Text passage:
I know that Ecto is a large library, but:

  • Compile times are pretty good
  • Disk space is very cheap these days (not cheap enough to run a full bitcoin node, for example, but certainly cheap enough to store Ecto inside your project)

Splitting Ecto into two packages brings an additional maintenance burden to the Ecto developers: two repositories, two issues trackers, two test suites, two sets of versions to manage and release, two libraries that should evolve in lockstep and which now have independent releases, two sets of guides, etc. It might have the good side effect of making the Changeset stand out on its own, but is it worth it?

I see people decrying npm’s micro packages as a horrible thing and wishing Javascript had a larger standard library so that there would be no need for such deep dependency trees. At the same time there is this push to split packages into the “least usable unit” until we get the likes of lodash (each of which exports a single function, with the package configuration taking up more space than the actual code - yes, JS has a different set of constraints, but still). In all fairness, these might be two distinct groups of people, of course.

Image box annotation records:
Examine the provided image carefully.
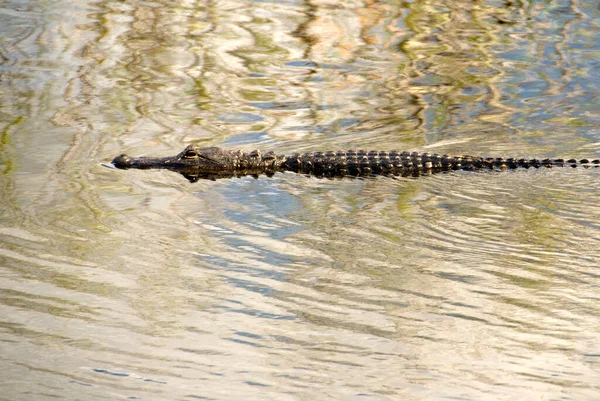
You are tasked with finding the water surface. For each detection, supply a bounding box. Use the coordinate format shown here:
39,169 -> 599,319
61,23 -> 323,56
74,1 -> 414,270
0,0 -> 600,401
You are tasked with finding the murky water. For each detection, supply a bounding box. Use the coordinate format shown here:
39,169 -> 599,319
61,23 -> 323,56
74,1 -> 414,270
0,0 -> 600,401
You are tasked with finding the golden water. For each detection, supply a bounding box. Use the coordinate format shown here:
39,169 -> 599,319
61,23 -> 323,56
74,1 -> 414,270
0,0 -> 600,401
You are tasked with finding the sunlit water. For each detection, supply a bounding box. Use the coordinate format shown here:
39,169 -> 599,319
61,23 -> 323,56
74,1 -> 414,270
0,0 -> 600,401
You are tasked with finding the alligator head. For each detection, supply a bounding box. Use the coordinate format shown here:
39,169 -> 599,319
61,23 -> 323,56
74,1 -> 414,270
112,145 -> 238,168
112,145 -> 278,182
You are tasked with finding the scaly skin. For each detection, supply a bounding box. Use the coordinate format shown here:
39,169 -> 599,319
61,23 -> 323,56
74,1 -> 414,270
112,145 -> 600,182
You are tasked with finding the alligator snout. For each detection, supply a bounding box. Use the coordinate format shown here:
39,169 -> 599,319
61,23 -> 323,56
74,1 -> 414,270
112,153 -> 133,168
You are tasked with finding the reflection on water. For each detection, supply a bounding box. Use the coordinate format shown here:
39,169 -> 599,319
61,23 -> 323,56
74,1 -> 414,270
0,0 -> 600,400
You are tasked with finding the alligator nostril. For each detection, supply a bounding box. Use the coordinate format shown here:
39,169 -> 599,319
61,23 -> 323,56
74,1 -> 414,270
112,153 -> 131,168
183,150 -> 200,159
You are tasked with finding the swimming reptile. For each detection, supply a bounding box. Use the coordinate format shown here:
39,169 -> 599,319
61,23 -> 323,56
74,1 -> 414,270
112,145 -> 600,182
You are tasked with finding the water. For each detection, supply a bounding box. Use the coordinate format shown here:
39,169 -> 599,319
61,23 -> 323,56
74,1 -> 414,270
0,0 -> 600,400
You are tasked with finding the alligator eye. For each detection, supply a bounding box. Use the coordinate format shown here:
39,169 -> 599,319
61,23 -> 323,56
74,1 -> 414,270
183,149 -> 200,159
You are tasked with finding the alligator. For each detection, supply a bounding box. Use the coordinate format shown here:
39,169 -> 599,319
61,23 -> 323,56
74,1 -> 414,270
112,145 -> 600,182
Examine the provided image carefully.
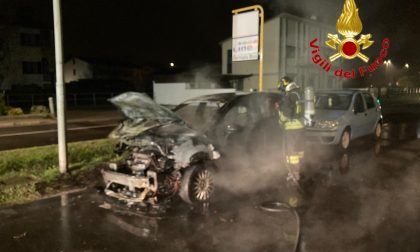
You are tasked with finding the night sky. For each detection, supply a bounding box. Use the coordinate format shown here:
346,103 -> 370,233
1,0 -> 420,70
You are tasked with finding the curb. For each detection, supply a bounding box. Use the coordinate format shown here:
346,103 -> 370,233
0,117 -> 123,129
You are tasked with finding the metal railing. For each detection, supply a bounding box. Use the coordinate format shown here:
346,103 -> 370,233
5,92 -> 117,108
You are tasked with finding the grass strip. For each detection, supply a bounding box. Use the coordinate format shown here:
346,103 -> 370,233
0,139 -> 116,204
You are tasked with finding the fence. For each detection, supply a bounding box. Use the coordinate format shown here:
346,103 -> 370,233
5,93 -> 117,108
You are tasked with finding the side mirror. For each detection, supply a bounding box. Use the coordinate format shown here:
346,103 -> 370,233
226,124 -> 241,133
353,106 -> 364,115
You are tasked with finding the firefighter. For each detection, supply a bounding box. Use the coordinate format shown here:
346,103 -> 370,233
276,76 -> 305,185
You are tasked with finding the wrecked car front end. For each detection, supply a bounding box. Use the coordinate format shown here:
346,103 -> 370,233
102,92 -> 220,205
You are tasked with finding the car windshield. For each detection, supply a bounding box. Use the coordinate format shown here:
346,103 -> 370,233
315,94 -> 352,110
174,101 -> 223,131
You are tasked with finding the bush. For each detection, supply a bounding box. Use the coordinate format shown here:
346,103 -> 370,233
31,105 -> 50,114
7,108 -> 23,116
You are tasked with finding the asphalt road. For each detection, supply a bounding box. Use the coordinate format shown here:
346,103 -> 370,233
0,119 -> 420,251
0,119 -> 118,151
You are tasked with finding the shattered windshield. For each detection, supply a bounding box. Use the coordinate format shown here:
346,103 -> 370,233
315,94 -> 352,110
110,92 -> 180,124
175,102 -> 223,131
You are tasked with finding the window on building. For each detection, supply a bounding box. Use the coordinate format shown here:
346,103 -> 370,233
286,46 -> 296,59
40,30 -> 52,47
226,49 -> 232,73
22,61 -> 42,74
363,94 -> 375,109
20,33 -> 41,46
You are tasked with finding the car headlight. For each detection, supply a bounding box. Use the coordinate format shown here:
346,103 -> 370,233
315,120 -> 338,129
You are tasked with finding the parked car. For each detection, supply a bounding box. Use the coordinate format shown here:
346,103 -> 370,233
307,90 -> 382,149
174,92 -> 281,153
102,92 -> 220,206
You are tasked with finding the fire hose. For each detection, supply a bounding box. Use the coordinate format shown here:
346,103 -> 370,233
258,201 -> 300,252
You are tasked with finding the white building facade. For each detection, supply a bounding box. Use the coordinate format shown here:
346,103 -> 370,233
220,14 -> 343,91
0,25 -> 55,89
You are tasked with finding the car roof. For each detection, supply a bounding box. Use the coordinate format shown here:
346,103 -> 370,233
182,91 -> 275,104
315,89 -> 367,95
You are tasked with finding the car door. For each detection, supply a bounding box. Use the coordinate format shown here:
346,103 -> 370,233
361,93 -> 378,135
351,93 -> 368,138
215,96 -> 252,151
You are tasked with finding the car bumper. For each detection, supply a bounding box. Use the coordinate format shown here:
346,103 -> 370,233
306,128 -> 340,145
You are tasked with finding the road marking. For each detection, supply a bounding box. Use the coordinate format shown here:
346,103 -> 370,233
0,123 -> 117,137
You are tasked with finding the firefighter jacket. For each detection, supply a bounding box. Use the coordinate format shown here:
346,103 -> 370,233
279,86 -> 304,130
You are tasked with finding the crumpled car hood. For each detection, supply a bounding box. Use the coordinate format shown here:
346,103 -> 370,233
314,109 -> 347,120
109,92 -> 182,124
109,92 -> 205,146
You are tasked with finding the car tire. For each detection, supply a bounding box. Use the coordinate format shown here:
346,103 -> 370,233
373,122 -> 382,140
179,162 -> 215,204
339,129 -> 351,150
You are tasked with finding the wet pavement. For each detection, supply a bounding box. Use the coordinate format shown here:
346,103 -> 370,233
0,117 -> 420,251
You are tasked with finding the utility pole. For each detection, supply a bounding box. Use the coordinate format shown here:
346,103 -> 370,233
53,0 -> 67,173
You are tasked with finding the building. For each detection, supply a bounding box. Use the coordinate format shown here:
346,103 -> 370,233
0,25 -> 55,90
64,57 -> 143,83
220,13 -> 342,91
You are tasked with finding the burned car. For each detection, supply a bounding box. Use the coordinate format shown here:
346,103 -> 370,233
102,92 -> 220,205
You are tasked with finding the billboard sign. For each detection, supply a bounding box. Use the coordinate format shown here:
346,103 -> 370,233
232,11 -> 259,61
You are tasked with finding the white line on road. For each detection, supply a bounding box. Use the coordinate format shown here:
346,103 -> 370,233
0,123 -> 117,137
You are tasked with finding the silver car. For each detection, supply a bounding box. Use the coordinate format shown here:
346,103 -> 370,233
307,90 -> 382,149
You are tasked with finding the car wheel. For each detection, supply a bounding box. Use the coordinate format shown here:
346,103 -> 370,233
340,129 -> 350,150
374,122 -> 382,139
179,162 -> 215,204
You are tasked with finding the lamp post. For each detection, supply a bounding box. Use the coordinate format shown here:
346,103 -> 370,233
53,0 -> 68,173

Task set:
A: Decide whether each statement below agrees with the passage about splitting Ecto, and answer yes or no for each, quoting the deciding words of the passage: (i) The writer considers compile times to be pretty good. (ii) Splitting Ecto into two packages would reduce the maintenance burden on the Ecto developers. (iii) Each of the lodash packages exports several functions.
B: Answer these questions using the passage about splitting Ecto:
(i) What does the writer say disk space is not cheap enough to run?
(ii) What part of Ecto might stand out on its own as a side effect of the split?
(iii) What do people wish Javascript had?
C: Reproduce the passage about splitting Ecto word for word, from "I know that" up to and including "it worth it?".

Results for each task:
A:
(i) Yes: "Compile times are pretty good"
(ii) No: "Splitting Ecto into two packages brings an additional maintenance burden to the Ecto developers"
(iii) No: "each of which exports a single function"

B:
(i) A full bitcoin node.
(ii) The Changeset.
(iii) A larger standard library.

C:
I know that Ecto is a large library, but:

  • Compile times are pretty good
  • Disk space is very cheap these days (not cheap enough to run a full bitcoin node, for example, but certainly cheap enough to store Ecto inside your project)

Splitting Ecto into two packages brings an additional maintenance burden to the Ecto developers: two repositories, two issues trackers, two test suites, two sets of versions to manage and release, two libraries that should evolve in lockstep and which now have independent releases, two sets of guides, etc. It might have the good side effect of making the Changeset stand out on its own, but is it worth it?